Instruction 1: Copy the passage on testing the census unpaid care question word for word, starting at "Based on the" and ending at "of the question.".

Text extract:
==*==

The first round of testing (2016:5) carried out was to investigate how a possible question on volunteer work interacted with the 2011 Census question on unpaid care. Further detail on the outcome of this testing for volunteering is found in Volunteering topic research for Census 2021.

Each of the 29 participants took part in a short, online questionnaire that included a question on unpaid care and volunteering, using their own mobile device, while in the presence of an interviewer. Following completion of the questionnaire, the interviewer asked them about their experience and opinion of the unpaid care and volunteering questions.

When asked about their thoughts on the 2011 Census unpaid care question, many participants felt it was too long and complicated, as it contained text, bullet points and instructions. Some participants also felt the time ranges (for example, 1 to 19 hours) were too wide and that there should be more options with smaller time ranges. The interviews also showed that many participants confused unpaid care with other activities such as general childcare, volunteering and paid care.

The recommendations from this testing were to investigate if time ranges should be smaller by consulting with stakeholders to understand their need and to shorten the question and ensure respondents understand what should be recorded as unpaid care.

Alternative phrasings of the question to be considered

Based on the first test findings and guidance from the Government Digital Service’s Service Standard, we tested including the 2011 Census bullet points in the question stem and various shortened versions of the question.

Different versions of the question were peer reviewed (2018:15). The questions incorporated various modifications of the 2011 Census question, including:

  • “family members, friends, neighbours or others” changed to “anyone”
  • “give help” changed to “give unpaid help”
  • “look after” removed from question
  • “do not count anything you do as part of your paid employment” instruction removed

Participants were shown each version of the question on paper and asked for their views on each question and then probed further on their understanding and ease of answering for each modification. They were also asked about the acceptability of each modification.

==*==

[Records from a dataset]

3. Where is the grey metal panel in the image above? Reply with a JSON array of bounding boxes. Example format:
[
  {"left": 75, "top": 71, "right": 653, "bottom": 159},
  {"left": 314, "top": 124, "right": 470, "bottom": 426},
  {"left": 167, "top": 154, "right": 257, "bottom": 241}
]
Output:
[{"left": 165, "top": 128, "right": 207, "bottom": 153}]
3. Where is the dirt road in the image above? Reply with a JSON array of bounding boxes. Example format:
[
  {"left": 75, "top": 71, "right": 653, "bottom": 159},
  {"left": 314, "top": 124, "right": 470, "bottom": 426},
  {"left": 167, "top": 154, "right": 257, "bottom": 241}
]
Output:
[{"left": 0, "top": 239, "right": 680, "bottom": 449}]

==*==

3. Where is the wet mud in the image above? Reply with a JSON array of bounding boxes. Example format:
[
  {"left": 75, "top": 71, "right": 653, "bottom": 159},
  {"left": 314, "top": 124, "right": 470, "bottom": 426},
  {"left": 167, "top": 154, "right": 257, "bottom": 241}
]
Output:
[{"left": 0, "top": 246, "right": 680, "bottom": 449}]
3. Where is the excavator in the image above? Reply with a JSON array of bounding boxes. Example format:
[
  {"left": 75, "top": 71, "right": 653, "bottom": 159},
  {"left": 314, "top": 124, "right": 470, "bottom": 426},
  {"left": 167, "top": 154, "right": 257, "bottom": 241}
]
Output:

==*==

Instruction 2: How many lines of the records contain the string "format", with case counting? Give only the number.

Expected output 1:
Based on the first test findings and guidance from the Government Digital Service’s Service Standard, we tested including the 2011 Census bullet points in the question stem and various shortened versions of the question.

Expected output 2: 4